_Consignes et exigences:_
Recopiez le listing ci-dessous en remplaçant partout « query » par « prompt », sans rien changer d'autre.

_Listing fourni:_
---+---

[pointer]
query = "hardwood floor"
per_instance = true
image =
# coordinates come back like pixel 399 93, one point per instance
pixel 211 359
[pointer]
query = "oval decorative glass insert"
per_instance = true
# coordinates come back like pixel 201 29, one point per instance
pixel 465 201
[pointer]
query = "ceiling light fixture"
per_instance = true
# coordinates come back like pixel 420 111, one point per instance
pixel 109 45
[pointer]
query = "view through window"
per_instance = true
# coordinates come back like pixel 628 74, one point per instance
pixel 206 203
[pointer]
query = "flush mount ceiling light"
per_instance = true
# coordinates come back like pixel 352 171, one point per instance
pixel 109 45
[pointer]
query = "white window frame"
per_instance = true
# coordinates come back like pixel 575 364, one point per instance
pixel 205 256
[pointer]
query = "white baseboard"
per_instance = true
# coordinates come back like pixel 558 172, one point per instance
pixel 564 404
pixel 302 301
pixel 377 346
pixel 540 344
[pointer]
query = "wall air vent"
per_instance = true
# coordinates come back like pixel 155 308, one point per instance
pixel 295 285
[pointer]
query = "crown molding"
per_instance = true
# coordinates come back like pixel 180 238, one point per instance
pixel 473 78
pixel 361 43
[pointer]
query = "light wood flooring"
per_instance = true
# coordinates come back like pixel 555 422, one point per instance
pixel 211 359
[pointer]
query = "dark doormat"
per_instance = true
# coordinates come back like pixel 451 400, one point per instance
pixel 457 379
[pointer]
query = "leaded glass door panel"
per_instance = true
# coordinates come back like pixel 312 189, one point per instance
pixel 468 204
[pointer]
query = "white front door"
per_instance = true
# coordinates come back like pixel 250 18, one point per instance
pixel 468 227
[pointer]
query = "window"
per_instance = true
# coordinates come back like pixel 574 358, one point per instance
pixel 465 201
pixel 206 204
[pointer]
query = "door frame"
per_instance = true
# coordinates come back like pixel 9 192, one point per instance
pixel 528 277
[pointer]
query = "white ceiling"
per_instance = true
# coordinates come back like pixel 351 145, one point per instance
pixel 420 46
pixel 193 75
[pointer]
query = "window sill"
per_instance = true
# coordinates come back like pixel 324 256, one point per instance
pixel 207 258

---+---

_Résultat obtenu:_
[pointer]
prompt = "hardwood floor"
per_instance = true
image =
# coordinates come back like pixel 399 93, one point per instance
pixel 211 359
[pointer]
prompt = "oval decorative glass insert"
per_instance = true
# coordinates come back like pixel 201 29, one point per instance
pixel 465 201
[pointer]
prompt = "ceiling light fixture"
per_instance = true
# coordinates come back like pixel 420 111, one point per instance
pixel 109 45
[pointer]
prompt = "view through window"
per_instance = true
# coordinates come back like pixel 628 74, one point per instance
pixel 206 203
[pointer]
prompt = "flush mount ceiling light"
per_instance = true
# coordinates come back like pixel 352 171, one point per instance
pixel 109 45
[pointer]
prompt = "white window frame"
per_instance = true
# coordinates come back like pixel 575 364, one point per instance
pixel 205 256
[pointer]
prompt = "white baseboard"
per_instance = true
# coordinates come back like pixel 558 172, one point per instance
pixel 564 404
pixel 302 301
pixel 377 346
pixel 540 344
[pointer]
prompt = "wall air vent"
per_instance = true
# coordinates come back like pixel 155 308, one point per instance
pixel 295 285
[pointer]
prompt = "crown molding"
per_instance = true
# coordinates come back like pixel 180 238, one point per instance
pixel 473 78
pixel 361 43
[pointer]
prompt = "light wood flooring"
per_instance = true
# coordinates come back like pixel 555 422, one point per instance
pixel 211 359
[pointer]
prompt = "dark doormat"
per_instance = true
# coordinates come back like pixel 451 400, one point per instance
pixel 457 379
[pointer]
prompt = "leaded glass door panel"
per_instance = true
# coordinates come back like pixel 312 189, one point per instance
pixel 468 204
[pointer]
prompt = "white front door"
per_instance = true
# coordinates come back like pixel 250 18, one point per instance
pixel 468 227
[pointer]
prompt = "window"
per_instance = true
# coordinates come back like pixel 574 358, one point per instance
pixel 465 201
pixel 206 204
[pointer]
prompt = "door frame"
per_instance = true
# coordinates come back like pixel 9 192, one point per instance
pixel 528 277
[pointer]
prompt = "white ceiling"
per_instance = true
# coordinates come back like pixel 351 145, one point per instance
pixel 420 46
pixel 193 75
[pointer]
prompt = "window sill"
per_instance = true
# coordinates come back like pixel 324 256, one point per instance
pixel 207 258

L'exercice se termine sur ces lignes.